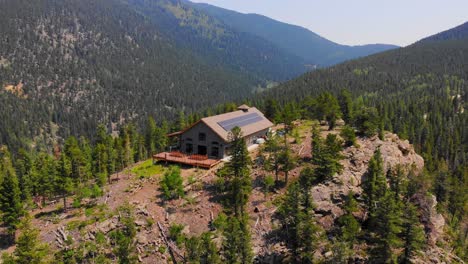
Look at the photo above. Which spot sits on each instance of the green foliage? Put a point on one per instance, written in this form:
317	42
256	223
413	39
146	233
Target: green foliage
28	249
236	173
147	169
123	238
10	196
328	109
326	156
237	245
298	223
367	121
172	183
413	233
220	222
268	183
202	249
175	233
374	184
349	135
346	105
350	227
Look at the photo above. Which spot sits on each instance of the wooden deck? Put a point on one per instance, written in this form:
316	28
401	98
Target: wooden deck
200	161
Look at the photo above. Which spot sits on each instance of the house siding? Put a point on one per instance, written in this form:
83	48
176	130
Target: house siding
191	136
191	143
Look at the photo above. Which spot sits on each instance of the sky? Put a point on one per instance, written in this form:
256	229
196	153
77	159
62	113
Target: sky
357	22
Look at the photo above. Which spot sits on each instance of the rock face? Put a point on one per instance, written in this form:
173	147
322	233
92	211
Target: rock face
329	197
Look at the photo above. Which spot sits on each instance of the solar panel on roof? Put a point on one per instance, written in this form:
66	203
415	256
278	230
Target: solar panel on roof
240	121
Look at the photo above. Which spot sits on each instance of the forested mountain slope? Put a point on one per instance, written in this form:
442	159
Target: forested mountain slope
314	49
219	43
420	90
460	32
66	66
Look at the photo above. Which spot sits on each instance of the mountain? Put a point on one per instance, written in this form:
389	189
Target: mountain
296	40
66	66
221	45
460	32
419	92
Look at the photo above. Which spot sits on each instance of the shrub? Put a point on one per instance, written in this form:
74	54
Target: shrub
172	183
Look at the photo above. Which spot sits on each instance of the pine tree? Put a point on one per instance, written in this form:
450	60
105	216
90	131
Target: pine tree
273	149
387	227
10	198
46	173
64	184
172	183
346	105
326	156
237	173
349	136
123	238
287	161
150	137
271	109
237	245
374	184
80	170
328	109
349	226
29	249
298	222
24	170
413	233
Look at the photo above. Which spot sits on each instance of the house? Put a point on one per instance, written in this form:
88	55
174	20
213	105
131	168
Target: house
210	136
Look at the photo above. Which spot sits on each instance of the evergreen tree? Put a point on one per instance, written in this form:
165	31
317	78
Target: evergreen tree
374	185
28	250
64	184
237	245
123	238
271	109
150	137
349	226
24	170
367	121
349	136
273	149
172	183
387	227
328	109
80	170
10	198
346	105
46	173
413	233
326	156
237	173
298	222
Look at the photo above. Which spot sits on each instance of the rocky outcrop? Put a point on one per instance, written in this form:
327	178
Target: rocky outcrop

...

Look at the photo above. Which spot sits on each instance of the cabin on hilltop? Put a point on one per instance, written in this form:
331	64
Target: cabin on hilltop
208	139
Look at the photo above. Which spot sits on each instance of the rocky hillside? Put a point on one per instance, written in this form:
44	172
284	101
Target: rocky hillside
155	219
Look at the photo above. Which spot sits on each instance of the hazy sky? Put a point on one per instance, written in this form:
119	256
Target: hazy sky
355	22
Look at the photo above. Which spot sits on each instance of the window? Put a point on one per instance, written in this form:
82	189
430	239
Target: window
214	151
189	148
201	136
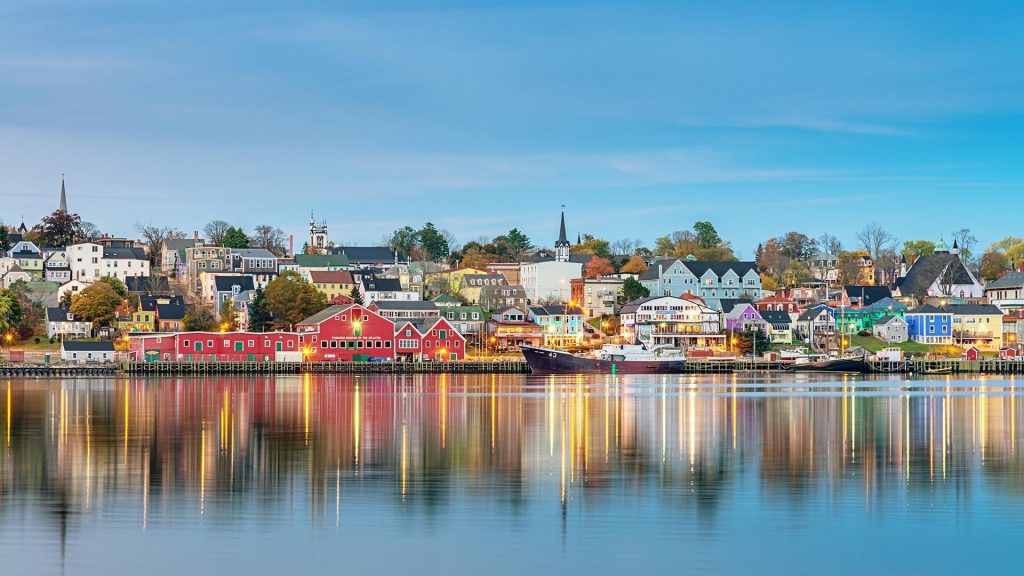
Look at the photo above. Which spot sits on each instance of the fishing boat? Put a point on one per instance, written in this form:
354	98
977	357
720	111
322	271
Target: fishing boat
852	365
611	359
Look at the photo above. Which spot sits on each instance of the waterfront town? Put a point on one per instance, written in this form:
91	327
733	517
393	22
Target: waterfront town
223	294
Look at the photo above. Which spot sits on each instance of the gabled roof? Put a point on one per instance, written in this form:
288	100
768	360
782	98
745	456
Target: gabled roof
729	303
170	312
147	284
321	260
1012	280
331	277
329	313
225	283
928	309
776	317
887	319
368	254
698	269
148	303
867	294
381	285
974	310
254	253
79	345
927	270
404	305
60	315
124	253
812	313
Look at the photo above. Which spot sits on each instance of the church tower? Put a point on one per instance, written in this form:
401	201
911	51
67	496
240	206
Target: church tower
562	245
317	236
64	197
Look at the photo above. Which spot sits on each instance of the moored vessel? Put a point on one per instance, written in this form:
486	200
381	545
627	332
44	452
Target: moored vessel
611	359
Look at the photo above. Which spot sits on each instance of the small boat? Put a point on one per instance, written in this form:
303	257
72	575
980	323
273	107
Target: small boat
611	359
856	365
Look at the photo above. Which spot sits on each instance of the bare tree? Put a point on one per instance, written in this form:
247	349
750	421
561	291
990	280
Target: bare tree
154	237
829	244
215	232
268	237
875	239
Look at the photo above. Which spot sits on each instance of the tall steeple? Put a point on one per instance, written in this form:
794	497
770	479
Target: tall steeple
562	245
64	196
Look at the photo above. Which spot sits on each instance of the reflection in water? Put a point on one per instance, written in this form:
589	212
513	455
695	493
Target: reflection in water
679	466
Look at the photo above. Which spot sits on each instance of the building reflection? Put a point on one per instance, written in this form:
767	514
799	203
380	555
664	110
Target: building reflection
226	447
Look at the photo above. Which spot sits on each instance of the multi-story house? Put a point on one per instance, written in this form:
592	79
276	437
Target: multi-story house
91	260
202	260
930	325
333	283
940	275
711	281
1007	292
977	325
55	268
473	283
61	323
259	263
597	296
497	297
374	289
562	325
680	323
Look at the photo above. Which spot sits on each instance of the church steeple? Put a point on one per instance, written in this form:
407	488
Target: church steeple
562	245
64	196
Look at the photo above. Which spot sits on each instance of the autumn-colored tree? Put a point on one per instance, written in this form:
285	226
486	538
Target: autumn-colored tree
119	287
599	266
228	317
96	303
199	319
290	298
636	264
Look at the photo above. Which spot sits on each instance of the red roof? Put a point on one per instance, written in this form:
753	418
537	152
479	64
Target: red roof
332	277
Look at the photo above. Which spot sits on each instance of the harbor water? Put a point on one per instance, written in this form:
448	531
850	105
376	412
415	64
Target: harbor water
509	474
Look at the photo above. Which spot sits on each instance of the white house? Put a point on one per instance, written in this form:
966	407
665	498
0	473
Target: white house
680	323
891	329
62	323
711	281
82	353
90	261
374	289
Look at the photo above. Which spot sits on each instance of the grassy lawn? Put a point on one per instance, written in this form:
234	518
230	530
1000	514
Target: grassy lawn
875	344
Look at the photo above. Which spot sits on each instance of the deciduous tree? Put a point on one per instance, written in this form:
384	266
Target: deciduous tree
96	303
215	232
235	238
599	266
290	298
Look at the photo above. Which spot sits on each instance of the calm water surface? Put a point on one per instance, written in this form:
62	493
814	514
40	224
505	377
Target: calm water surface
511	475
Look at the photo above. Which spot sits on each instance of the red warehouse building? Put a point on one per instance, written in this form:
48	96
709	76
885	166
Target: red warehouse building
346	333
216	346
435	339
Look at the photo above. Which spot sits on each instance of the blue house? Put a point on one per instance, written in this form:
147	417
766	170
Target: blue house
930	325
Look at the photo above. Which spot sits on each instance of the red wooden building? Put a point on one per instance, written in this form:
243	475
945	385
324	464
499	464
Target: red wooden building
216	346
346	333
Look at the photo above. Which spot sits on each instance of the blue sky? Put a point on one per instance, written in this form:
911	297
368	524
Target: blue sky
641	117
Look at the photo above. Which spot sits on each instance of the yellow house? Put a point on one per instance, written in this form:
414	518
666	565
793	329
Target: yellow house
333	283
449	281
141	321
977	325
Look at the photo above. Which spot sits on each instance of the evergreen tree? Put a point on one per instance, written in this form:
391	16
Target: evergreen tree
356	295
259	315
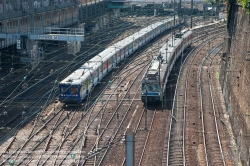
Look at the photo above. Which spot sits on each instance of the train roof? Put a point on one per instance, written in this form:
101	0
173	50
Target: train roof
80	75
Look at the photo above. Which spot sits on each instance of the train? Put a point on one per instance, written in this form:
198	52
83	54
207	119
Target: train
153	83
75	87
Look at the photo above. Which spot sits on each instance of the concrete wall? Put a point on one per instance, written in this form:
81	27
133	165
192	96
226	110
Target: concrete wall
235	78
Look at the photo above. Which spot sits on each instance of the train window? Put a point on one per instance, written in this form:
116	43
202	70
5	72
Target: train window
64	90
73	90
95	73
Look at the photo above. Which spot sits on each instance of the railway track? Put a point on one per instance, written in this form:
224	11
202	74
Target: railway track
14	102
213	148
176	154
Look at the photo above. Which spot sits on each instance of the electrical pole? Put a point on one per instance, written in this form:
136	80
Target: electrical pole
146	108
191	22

Task: Please show each line of the data above that contains the string "town". Case counts, so only matches with the same capitalization qualify.

Exercise solution:
Look at the photo above. Which spot sits on each instance of the waterfront town? Put a point on one per instance, written in this form:
Target: waterfront town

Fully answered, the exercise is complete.